● Instructions for the task:
Copy exactly the stretch of data below from the line with "Target = chair backrest" through the line with "Target = woman's ear", including both of those lines.
*** Data supplied Section Begins ***
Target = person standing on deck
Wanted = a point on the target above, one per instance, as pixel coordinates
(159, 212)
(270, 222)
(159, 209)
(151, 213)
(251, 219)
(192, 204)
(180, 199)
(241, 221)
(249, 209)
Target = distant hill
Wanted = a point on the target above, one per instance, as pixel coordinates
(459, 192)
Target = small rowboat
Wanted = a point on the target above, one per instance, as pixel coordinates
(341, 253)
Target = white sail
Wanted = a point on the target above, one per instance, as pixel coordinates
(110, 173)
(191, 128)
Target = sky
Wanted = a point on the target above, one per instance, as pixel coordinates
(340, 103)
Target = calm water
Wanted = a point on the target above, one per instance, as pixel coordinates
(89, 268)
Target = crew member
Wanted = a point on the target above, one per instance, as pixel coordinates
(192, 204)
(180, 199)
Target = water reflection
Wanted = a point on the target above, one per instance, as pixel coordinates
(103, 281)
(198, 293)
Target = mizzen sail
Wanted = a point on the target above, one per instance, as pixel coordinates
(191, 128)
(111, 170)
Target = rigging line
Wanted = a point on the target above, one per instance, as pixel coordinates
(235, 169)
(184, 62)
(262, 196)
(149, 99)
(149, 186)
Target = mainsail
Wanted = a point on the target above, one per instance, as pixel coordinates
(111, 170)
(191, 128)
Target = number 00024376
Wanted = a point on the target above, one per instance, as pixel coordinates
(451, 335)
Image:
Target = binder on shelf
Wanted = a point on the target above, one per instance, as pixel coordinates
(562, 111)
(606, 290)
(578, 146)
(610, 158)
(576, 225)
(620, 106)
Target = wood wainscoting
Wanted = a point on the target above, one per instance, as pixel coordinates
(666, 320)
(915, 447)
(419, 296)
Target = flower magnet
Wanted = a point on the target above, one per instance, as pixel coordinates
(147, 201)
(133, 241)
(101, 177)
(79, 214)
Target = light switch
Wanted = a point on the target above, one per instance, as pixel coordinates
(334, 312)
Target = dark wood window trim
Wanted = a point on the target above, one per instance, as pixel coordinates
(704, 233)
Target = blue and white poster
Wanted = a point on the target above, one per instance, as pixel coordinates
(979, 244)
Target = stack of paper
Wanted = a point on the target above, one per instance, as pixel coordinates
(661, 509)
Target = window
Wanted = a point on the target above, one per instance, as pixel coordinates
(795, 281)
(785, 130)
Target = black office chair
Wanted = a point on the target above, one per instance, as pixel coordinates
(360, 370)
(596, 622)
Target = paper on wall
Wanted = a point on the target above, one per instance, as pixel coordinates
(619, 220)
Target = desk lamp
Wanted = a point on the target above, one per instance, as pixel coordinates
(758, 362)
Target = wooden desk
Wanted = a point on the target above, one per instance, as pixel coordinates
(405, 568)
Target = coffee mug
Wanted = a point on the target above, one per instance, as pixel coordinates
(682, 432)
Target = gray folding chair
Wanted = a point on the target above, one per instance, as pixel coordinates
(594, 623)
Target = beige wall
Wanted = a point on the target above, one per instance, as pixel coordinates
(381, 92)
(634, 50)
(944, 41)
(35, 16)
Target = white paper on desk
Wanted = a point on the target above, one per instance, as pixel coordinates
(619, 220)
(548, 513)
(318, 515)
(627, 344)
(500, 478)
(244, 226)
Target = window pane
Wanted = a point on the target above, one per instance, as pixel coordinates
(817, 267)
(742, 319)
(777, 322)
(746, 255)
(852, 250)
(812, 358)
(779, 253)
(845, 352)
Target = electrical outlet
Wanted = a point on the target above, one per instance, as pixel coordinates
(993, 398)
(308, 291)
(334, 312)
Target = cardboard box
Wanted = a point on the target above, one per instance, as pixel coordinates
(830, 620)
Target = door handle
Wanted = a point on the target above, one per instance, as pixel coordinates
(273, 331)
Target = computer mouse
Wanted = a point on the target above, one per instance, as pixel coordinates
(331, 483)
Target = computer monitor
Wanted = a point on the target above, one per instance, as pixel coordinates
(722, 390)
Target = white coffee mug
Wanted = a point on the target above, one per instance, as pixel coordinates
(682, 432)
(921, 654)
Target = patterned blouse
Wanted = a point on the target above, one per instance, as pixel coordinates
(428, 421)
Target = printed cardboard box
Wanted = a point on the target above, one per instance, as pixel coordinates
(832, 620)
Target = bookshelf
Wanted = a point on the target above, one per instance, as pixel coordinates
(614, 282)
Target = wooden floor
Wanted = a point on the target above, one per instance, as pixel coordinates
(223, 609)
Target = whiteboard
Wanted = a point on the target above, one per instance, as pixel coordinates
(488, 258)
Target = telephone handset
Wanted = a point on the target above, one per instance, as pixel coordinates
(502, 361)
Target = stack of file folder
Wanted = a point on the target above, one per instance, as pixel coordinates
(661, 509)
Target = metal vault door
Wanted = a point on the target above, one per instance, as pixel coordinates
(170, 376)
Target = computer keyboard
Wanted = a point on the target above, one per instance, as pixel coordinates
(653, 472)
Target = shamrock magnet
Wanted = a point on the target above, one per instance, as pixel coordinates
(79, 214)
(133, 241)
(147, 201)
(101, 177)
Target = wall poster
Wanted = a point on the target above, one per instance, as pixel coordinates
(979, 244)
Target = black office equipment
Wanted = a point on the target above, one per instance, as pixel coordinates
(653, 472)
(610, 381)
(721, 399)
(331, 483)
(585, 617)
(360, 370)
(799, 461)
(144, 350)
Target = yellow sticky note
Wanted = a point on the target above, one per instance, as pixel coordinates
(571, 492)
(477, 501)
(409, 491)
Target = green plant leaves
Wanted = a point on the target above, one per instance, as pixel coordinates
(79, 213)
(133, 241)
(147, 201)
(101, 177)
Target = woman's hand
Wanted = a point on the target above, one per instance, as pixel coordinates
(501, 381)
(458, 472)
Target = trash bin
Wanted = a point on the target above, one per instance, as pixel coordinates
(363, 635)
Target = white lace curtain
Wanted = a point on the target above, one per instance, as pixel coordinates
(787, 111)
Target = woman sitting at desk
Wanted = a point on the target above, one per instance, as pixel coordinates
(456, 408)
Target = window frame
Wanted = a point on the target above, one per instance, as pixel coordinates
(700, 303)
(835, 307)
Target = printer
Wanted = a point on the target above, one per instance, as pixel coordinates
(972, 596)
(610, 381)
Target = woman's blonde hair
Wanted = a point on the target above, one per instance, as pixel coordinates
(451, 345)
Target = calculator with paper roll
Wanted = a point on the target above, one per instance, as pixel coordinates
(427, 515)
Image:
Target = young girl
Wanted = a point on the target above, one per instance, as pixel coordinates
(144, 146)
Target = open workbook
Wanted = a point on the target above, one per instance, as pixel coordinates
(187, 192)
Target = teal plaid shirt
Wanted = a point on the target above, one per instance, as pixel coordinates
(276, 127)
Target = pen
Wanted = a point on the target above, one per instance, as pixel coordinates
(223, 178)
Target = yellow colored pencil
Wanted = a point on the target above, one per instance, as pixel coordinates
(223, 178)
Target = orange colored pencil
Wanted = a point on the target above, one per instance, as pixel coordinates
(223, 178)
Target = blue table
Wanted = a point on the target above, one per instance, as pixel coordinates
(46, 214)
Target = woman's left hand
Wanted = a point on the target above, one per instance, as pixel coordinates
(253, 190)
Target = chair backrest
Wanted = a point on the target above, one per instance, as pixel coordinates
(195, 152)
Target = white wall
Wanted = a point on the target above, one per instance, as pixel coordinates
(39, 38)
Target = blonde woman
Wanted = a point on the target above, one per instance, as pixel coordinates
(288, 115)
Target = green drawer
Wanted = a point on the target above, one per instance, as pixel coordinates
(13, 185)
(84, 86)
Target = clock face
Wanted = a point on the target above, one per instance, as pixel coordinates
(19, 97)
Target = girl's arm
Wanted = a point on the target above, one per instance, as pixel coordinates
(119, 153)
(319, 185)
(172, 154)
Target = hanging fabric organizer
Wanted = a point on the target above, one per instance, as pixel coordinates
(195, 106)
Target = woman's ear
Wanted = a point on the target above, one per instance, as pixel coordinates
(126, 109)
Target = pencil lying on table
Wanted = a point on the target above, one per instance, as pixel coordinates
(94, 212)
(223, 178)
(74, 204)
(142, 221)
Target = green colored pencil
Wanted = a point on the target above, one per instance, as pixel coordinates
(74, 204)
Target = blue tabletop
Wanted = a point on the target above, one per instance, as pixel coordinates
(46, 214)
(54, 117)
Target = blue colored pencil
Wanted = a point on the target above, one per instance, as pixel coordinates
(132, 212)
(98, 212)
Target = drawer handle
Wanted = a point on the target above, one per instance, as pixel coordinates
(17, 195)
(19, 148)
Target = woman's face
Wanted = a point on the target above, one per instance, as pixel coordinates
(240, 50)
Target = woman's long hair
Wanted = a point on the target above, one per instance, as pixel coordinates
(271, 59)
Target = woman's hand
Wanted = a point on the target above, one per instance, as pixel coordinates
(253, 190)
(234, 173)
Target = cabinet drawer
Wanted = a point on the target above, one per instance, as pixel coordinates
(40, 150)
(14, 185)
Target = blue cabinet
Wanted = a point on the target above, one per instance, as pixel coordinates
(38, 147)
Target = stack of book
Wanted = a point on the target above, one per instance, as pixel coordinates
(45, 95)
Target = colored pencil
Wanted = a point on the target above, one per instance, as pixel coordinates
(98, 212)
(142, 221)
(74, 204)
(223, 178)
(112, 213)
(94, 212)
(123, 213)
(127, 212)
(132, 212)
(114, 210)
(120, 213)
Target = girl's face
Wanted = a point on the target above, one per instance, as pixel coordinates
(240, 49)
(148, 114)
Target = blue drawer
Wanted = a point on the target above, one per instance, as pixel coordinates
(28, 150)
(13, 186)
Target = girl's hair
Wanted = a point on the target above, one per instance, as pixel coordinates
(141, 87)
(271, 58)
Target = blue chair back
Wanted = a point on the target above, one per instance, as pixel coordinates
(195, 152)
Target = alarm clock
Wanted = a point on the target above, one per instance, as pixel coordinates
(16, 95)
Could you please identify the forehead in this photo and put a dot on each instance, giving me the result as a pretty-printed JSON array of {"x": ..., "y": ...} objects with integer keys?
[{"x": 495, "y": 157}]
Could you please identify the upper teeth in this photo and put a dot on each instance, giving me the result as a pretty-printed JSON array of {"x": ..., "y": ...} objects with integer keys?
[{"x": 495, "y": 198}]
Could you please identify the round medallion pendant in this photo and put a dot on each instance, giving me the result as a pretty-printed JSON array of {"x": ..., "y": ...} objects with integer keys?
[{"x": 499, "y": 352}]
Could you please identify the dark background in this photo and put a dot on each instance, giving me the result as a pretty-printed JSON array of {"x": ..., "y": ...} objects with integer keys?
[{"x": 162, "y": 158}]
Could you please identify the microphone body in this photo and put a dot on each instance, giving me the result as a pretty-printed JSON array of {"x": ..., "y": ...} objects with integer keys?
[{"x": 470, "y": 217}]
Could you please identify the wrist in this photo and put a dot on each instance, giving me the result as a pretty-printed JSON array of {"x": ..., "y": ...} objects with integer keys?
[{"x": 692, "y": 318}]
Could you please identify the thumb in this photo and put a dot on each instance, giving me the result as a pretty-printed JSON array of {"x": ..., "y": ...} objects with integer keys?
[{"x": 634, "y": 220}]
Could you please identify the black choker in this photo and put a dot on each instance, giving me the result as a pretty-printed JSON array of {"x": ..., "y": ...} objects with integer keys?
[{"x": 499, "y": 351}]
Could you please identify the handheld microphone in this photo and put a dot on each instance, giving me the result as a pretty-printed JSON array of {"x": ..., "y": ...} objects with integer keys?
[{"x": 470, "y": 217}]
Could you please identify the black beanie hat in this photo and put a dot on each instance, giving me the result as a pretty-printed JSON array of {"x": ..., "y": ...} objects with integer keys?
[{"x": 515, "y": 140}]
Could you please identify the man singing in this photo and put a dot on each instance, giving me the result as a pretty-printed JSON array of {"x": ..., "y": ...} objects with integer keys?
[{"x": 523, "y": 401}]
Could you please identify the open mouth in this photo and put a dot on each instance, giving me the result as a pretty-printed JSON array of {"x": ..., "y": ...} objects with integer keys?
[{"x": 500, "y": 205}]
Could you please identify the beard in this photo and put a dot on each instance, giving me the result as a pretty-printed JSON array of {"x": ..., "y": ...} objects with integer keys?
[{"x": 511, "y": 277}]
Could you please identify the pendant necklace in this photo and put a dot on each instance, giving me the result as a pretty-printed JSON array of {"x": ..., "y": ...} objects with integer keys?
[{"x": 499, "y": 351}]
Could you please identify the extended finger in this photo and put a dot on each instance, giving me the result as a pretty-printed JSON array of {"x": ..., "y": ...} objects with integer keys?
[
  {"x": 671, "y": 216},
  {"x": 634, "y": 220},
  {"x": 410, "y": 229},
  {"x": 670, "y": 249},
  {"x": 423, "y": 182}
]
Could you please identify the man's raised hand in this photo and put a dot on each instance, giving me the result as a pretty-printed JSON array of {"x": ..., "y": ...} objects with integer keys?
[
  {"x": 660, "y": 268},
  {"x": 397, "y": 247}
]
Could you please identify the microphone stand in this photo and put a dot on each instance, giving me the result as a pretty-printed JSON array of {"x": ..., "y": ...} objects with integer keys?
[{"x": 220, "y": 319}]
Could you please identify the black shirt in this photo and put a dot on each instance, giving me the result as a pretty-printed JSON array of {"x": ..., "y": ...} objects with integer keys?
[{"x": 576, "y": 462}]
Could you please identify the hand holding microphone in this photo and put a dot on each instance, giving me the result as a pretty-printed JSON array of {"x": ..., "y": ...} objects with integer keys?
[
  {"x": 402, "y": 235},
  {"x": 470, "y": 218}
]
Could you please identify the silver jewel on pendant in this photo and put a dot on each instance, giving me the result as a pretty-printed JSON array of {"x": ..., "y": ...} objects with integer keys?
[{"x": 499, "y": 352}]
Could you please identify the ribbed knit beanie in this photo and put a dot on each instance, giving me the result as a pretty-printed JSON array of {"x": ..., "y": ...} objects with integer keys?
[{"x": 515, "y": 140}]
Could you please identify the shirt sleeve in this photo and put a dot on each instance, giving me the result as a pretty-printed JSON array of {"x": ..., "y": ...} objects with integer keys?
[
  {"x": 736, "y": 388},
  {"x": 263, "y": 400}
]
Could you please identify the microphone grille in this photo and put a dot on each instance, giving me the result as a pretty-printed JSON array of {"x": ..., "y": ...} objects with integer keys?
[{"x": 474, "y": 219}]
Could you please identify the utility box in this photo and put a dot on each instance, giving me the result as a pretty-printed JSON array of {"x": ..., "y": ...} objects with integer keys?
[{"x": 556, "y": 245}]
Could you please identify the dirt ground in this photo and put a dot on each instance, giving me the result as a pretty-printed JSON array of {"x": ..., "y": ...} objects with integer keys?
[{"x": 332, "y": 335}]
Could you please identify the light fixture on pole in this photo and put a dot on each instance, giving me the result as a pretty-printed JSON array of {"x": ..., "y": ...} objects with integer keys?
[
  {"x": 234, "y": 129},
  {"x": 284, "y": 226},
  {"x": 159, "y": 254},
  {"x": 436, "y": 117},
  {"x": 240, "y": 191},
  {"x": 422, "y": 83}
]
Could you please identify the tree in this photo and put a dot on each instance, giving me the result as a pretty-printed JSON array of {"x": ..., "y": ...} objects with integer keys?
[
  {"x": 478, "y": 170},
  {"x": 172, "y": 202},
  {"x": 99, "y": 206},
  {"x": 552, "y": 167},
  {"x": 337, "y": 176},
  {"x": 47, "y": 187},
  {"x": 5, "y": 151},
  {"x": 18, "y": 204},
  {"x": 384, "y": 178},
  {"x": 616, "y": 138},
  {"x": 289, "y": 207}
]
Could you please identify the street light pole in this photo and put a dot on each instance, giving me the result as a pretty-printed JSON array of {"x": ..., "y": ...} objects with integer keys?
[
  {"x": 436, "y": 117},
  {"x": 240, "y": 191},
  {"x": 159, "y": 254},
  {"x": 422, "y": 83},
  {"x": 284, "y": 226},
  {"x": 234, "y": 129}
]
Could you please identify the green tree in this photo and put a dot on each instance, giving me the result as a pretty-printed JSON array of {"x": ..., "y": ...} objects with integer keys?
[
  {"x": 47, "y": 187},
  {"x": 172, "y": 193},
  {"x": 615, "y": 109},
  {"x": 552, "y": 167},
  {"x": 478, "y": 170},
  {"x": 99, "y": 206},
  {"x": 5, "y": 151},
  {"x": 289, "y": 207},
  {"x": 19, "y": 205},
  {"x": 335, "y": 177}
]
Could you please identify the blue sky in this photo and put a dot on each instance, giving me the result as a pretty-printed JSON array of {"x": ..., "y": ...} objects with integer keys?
*** Data supplied Section Ends ***
● Task output:
Target = chair backrest
Wanted = a point on the target above, one per instance, as pixel coordinates
(195, 152)
Target = white wall
Wanted = a point on the target above, one per instance, as pixel coordinates
(39, 38)
Target = blonde woman
Wanted = a point on the target above, one per instance, as pixel coordinates
(288, 115)
Target = green drawer
Wanted = a point on the target above, one per instance, as pixel coordinates
(13, 185)
(84, 86)
Target = clock face
Wanted = a point on the target above, one per instance, as pixel coordinates
(19, 97)
Target = girl's arm
Wanted = a point on the target above, one per instance, as pixel coordinates
(119, 153)
(319, 185)
(172, 154)
Target = hanging fabric organizer
Wanted = a point on the target above, one per instance, as pixel coordinates
(195, 106)
Target = woman's ear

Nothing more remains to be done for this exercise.